INSTRUCTIONS FOR THE TASK:
Retype every line from the start of the data down to and including the line with "Give the mask of each instance of the red". Skip the pictures.

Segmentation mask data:
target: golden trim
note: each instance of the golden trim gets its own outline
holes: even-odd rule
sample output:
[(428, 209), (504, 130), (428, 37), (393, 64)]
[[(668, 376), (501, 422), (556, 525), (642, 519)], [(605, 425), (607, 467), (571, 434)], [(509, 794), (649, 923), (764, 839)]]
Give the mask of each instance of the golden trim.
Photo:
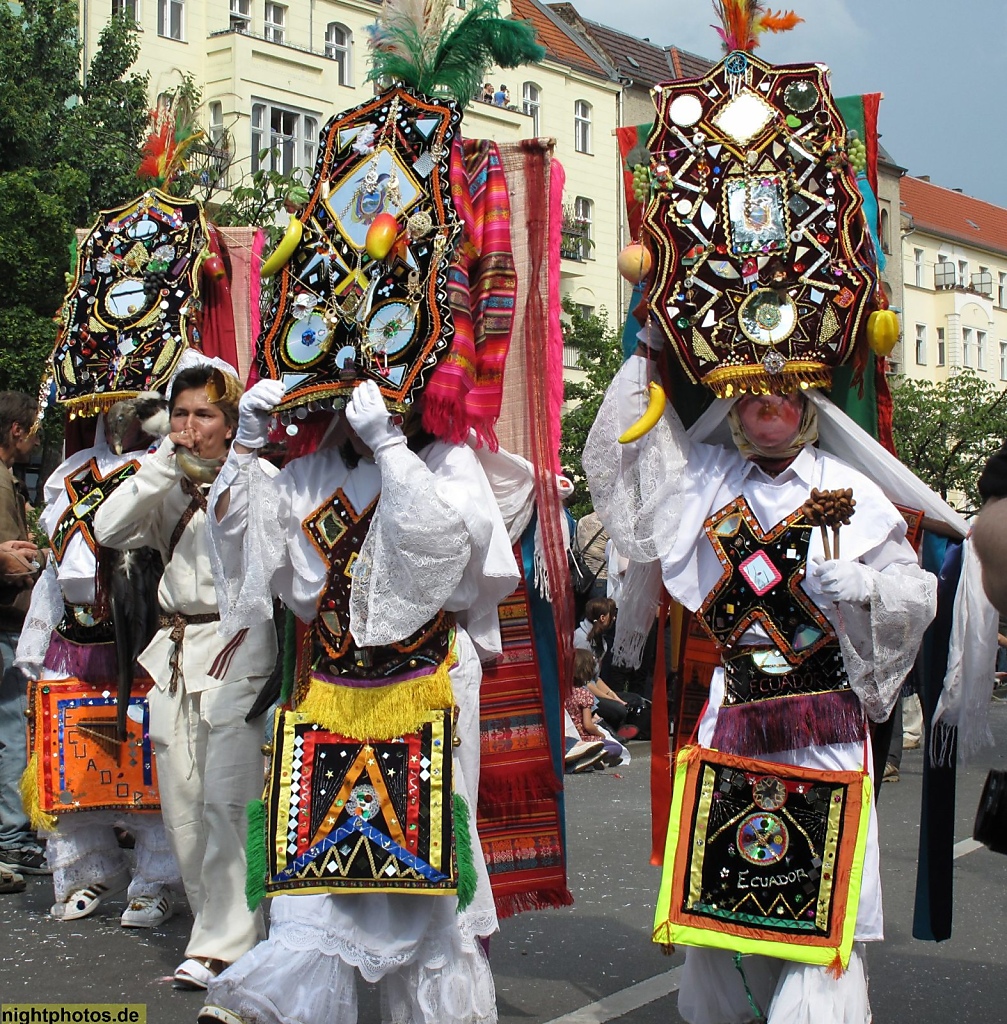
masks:
[(703, 766), (703, 787), (696, 806), (696, 827), (692, 833), (695, 850), (689, 871), (689, 907), (699, 903), (703, 898), (703, 858), (706, 856), (706, 830), (710, 818), (710, 805), (713, 803), (713, 786), (717, 781), (717, 772), (711, 765)]
[(701, 383), (718, 398), (744, 394), (786, 395), (792, 391), (832, 386), (832, 367), (806, 359), (788, 359), (779, 373), (770, 373), (760, 363), (746, 366), (718, 366)]

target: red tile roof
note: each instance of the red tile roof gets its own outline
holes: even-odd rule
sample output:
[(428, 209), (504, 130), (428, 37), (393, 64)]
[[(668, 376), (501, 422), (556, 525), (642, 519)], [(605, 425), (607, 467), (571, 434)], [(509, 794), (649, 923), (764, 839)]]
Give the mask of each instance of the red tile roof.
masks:
[(537, 0), (512, 0), (515, 18), (530, 21), (538, 32), (538, 41), (546, 48), (546, 59), (559, 61), (569, 67), (598, 78), (610, 78), (608, 71), (573, 38), (573, 29), (564, 26), (559, 16)]
[(902, 211), (917, 228), (978, 249), (1007, 255), (1007, 210), (905, 175)]

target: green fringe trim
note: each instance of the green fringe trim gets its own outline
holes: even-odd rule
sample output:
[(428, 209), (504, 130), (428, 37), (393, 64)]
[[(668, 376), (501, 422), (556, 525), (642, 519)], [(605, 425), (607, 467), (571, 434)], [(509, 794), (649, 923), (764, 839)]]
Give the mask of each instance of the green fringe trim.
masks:
[(283, 624), (283, 682), (280, 686), (280, 703), (290, 701), (294, 692), (294, 677), (297, 675), (297, 621), (294, 613), (287, 609)]
[(249, 800), (245, 807), (248, 835), (245, 837), (245, 902), (255, 910), (266, 895), (266, 805)]
[(476, 867), (472, 859), (469, 805), (460, 793), (453, 800), (455, 813), (455, 860), (458, 863), (458, 909), (464, 910), (476, 895)]

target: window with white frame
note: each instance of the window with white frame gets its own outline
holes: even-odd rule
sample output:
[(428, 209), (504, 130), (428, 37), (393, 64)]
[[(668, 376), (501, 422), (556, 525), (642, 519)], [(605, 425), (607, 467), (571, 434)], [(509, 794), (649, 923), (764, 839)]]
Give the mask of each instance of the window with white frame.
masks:
[(1002, 270), (997, 275), (997, 305), (1007, 306), (1007, 274)]
[(972, 282), (969, 280), (969, 261), (958, 261), (958, 287), (968, 288)]
[(521, 86), (521, 109), (531, 118), (531, 133), (538, 138), (539, 113), (542, 109), (542, 90), (534, 82), (525, 82)]
[(584, 259), (591, 259), (591, 250), (594, 248), (594, 202), (577, 196), (573, 201), (573, 213), (577, 218), (577, 225), (582, 232), (581, 252)]
[(166, 39), (185, 39), (184, 0), (157, 0), (157, 34)]
[(972, 346), (975, 344), (975, 339), (972, 334), (971, 327), (962, 328), (962, 365), (972, 366), (975, 362), (972, 354)]
[(224, 141), (224, 104), (214, 100), (210, 104), (210, 142), (219, 146)]
[(976, 369), (986, 369), (986, 332), (976, 331)]
[(231, 31), (252, 31), (252, 0), (231, 0)]
[(927, 365), (927, 326), (926, 324), (916, 325), (916, 365)]
[(591, 104), (587, 100), (573, 105), (573, 144), (578, 153), (591, 152)]
[(125, 14), (137, 24), (140, 22), (140, 0), (112, 0), (112, 13)]
[(891, 218), (888, 216), (888, 211), (884, 208), (881, 210), (881, 251), (892, 251)]
[(353, 33), (338, 21), (325, 26), (325, 56), (339, 67), (339, 84), (350, 85), (350, 46)]
[(1007, 341), (1000, 342), (1000, 379), (1007, 380)]
[[(311, 169), (318, 149), (318, 118), (273, 103), (252, 104), (252, 171), (291, 174)], [(269, 152), (260, 158), (263, 150)]]
[(944, 328), (937, 328), (937, 365), (943, 366), (947, 361), (947, 348), (944, 344)]
[(916, 270), (916, 287), (923, 287), (923, 250), (913, 249), (913, 267)]
[(282, 4), (266, 3), (265, 37), (272, 43), (282, 43), (284, 26), (287, 23), (287, 8)]

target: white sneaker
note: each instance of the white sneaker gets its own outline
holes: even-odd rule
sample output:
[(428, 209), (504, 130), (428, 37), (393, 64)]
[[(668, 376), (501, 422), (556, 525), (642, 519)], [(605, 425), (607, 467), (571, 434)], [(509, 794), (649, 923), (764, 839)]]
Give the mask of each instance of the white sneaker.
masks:
[(49, 913), (57, 921), (78, 921), (82, 917), (89, 917), (98, 909), (102, 900), (118, 895), (128, 884), (128, 879), (120, 878), (108, 885), (95, 882), (74, 889), (63, 903), (54, 903)]
[(154, 928), (164, 924), (174, 912), (168, 890), (160, 888), (149, 896), (134, 896), (122, 912), (123, 928)]
[(574, 764), (579, 761), (582, 757), (587, 757), (588, 754), (596, 754), (599, 750), (604, 750), (605, 744), (600, 740), (577, 740), (577, 742), (566, 752), (563, 758), (566, 761), (567, 766)]

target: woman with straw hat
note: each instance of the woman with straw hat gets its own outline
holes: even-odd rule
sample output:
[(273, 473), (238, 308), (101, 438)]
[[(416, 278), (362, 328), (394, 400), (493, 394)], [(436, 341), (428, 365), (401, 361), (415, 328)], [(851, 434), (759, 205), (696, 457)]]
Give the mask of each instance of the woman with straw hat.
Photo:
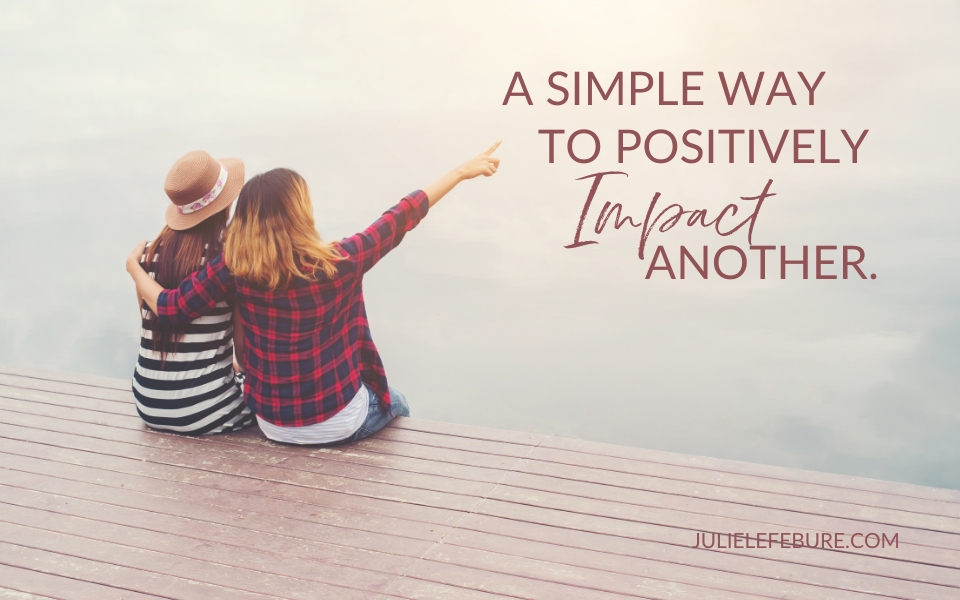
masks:
[(497, 146), (334, 243), (317, 233), (302, 177), (288, 169), (262, 173), (240, 192), (223, 256), (179, 286), (161, 286), (137, 265), (138, 245), (127, 271), (162, 323), (202, 318), (235, 298), (244, 393), (267, 437), (294, 444), (366, 437), (409, 410), (387, 384), (367, 321), (363, 277), (461, 181), (496, 173)]
[[(202, 150), (174, 163), (164, 182), (167, 224), (139, 257), (137, 269), (175, 287), (223, 252), (229, 208), (243, 187), (243, 161)], [(137, 293), (142, 318), (133, 393), (140, 418), (154, 429), (201, 435), (253, 423), (234, 373), (233, 299), (202, 317), (162, 323)]]

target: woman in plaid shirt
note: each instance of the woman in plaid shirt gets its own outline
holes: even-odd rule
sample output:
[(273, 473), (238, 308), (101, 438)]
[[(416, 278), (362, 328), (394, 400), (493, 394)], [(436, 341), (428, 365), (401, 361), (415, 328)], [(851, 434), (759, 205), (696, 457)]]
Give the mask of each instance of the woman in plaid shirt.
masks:
[(246, 403), (271, 439), (341, 443), (366, 437), (405, 399), (387, 384), (363, 301), (363, 275), (395, 248), (458, 183), (497, 171), (500, 143), (422, 191), (405, 196), (360, 233), (320, 239), (306, 183), (287, 169), (250, 179), (240, 192), (223, 255), (164, 290), (139, 265), (127, 271), (161, 323), (196, 319), (235, 299), (238, 363)]

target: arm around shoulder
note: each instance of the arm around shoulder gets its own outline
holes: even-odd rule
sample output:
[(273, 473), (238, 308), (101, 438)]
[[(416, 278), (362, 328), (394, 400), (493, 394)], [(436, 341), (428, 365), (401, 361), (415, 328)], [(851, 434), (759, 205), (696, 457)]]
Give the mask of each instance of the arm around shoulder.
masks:
[(164, 289), (140, 266), (145, 244), (137, 244), (127, 257), (127, 273), (160, 323), (174, 325), (202, 317), (233, 292), (233, 276), (223, 264), (223, 256), (184, 279), (177, 289)]

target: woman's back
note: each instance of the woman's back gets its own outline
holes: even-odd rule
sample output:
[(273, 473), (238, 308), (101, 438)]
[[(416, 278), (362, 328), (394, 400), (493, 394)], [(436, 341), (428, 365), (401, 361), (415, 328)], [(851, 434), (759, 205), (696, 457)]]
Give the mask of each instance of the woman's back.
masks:
[[(179, 281), (219, 255), (226, 212), (185, 230), (165, 228), (144, 251), (141, 266), (161, 283)], [(211, 248), (213, 245), (213, 248)], [(181, 325), (162, 325), (141, 303), (140, 353), (133, 393), (140, 418), (155, 429), (201, 435), (253, 423), (233, 370), (233, 305)]]
[(313, 280), (292, 280), (282, 290), (234, 279), (247, 399), (261, 418), (323, 421), (343, 409), (363, 381), (377, 381), (373, 365), (361, 359), (365, 349), (375, 352), (375, 347), (355, 267), (343, 260), (332, 278), (320, 272)]

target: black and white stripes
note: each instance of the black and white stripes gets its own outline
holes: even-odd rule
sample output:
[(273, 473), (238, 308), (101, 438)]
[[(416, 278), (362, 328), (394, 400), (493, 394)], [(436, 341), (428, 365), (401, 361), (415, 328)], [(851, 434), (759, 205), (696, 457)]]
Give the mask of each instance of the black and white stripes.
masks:
[(133, 395), (147, 425), (201, 435), (253, 423), (233, 372), (233, 311), (226, 302), (188, 323), (176, 351), (168, 352), (165, 361), (152, 349), (150, 322), (156, 315), (146, 303), (140, 312), (143, 323)]

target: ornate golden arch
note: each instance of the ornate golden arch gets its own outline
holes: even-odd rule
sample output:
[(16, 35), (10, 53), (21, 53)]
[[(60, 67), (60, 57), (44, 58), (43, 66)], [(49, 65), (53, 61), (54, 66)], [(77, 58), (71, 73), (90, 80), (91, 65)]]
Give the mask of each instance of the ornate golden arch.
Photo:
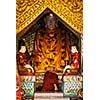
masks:
[(49, 8), (78, 33), (83, 33), (83, 0), (16, 0), (16, 33)]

SOLUTION TO THE PROBLEM:
target: golden trim
note: each instance of the golden trim gets its own outline
holes: even-odd rule
sample output:
[(428, 209), (504, 130), (428, 37), (393, 64)]
[[(668, 376), (501, 422), (556, 525), (642, 519)], [(605, 425), (607, 467), (571, 434)], [(509, 794), (649, 923), (764, 839)]]
Give the mask of each instance of the golden trim.
Photo:
masks:
[(703, 766), (703, 787), (696, 806), (696, 827), (692, 833), (695, 850), (689, 871), (689, 907), (699, 903), (703, 898), (703, 858), (706, 856), (706, 830), (710, 818), (710, 805), (713, 803), (713, 786), (717, 781), (717, 772), (711, 765)]
[(701, 383), (718, 398), (744, 394), (786, 395), (792, 391), (832, 386), (832, 367), (806, 359), (788, 359), (779, 373), (770, 373), (760, 363), (746, 366), (718, 366)]

target: red tile roof
note: each instance of the red tile roof gets its own outline
holes: even-odd rule
sample output:
[(428, 209), (504, 130), (428, 37), (393, 64)]
[[(668, 376), (501, 422), (556, 525), (642, 519)], [(605, 425), (607, 467), (571, 434)], [(509, 794), (649, 923), (764, 839)]]
Give the mask of each instance of the red tile roof.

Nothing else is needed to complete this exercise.